INSTRUCTIONS FOR THE TASK – Turn all of the material below into a numbered list with blank lines dropped. Leave the pictures out.

Records from a collection –
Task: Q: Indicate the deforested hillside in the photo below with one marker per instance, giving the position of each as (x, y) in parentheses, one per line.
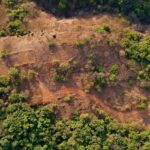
(74, 75)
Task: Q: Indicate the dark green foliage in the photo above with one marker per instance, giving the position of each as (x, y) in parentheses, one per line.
(131, 8)
(138, 49)
(4, 54)
(28, 128)
(18, 13)
(104, 28)
(61, 72)
(11, 3)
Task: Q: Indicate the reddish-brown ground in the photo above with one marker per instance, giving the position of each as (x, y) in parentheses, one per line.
(32, 52)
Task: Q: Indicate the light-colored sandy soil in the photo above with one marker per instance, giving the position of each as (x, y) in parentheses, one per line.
(32, 52)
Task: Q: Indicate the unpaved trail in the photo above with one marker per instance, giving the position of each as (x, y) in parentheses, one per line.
(32, 50)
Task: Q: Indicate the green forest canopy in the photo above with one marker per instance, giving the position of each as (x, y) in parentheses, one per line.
(133, 8)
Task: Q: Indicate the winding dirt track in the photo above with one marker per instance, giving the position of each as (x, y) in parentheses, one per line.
(33, 50)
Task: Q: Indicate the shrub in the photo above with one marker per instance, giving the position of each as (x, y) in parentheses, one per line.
(16, 77)
(4, 54)
(62, 72)
(81, 42)
(11, 3)
(2, 109)
(143, 103)
(113, 69)
(104, 28)
(16, 97)
(4, 81)
(2, 32)
(31, 74)
(68, 98)
(17, 14)
(14, 26)
(51, 44)
(100, 81)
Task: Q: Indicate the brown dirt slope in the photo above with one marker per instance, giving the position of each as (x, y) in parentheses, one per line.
(32, 52)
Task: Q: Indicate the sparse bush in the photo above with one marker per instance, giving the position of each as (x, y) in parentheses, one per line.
(16, 77)
(104, 28)
(2, 32)
(11, 3)
(62, 72)
(68, 98)
(2, 109)
(14, 26)
(81, 43)
(16, 97)
(51, 44)
(4, 54)
(100, 81)
(31, 74)
(17, 14)
(143, 103)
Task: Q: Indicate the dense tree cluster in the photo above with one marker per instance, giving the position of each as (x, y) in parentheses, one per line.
(37, 127)
(135, 8)
(137, 47)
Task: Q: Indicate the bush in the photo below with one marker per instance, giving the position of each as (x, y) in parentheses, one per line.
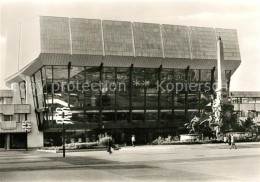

EXERCISE OUTPUT –
1. Task: Q: Indicate the deforested hillside in the photo below with one marker per instance, giving the position of each as (x, y) in parentheses, one per line.
2. (74, 75)
3. Task: Q: Indicate the dark green foliage in the photo above with one marker per instance, giving the position of each as (x, y) in parentheses, one per line.
4. (131, 8)
5. (138, 49)
6. (4, 54)
7. (28, 128)
8. (18, 13)
9. (104, 28)
10. (61, 72)
11. (11, 3)
12. Task: Q: Indicate the reddish-brown ground in the photo above with one marker per instance, giving the position of each as (x, y) in parentheses, one per line.
13. (32, 52)
14. Task: Q: Indicate the light-colored sandy soil in the photo above with one marker per instance, giving the position of each as (x, y) in parentheses, one per line.
15. (32, 52)
16. Task: Q: Indicate the unpaved trail in the photo above with one marker per instance, giving the position of each as (x, y) in parentheses, one per line.
17. (32, 50)
18. Task: Q: Indicate the green forest canopy in the photo above with one marker per instance, giving the position of each as (x, y) in parentheses, one per line.
19. (133, 8)
20. Task: Q: Indicate the winding dirt track in the photo above with one marker per instance, giving the position of each as (x, y) in parentheses, one per line.
21. (33, 50)
22. Task: Q: Indicate the shrub in the photo above with one marker per instance, giving the position of each as (x, y) in parentheses, one per line.
23. (16, 77)
24. (4, 54)
25. (62, 72)
26. (81, 42)
27. (11, 3)
28. (2, 109)
29. (143, 103)
30. (113, 69)
31. (104, 28)
32. (16, 97)
33. (4, 81)
34. (2, 32)
35. (31, 74)
36. (68, 98)
37. (17, 14)
38. (14, 26)
39. (51, 44)
40. (100, 81)
41. Task: Q: Indicate the brown dirt slope in the photo above with one marker per instance, giving the position of each as (x, y) in parentheses, one per line.
42. (32, 52)
43. Task: Q: Indicate the sparse bush in the photo above with one marker per instance, giving the position of each as (x, y) in parentheses, one per line.
44. (16, 77)
45. (104, 28)
46. (2, 32)
47. (11, 3)
48. (62, 72)
49. (68, 98)
50. (2, 109)
51. (14, 26)
52. (81, 43)
53. (16, 97)
54. (51, 44)
55. (4, 54)
56. (100, 81)
57. (31, 74)
58. (17, 14)
59. (143, 103)
60. Task: Q: Indicate the dense tree cluster in the photo above with one marker per instance, giving the position of each as (x, y) in parentheses, one per line.
61. (37, 127)
62. (135, 8)
63. (137, 47)
64. Task: Q: Indicate the bush in the photo below with one marker per instance, giving the position of each as (x, y) in parentheses, one per line.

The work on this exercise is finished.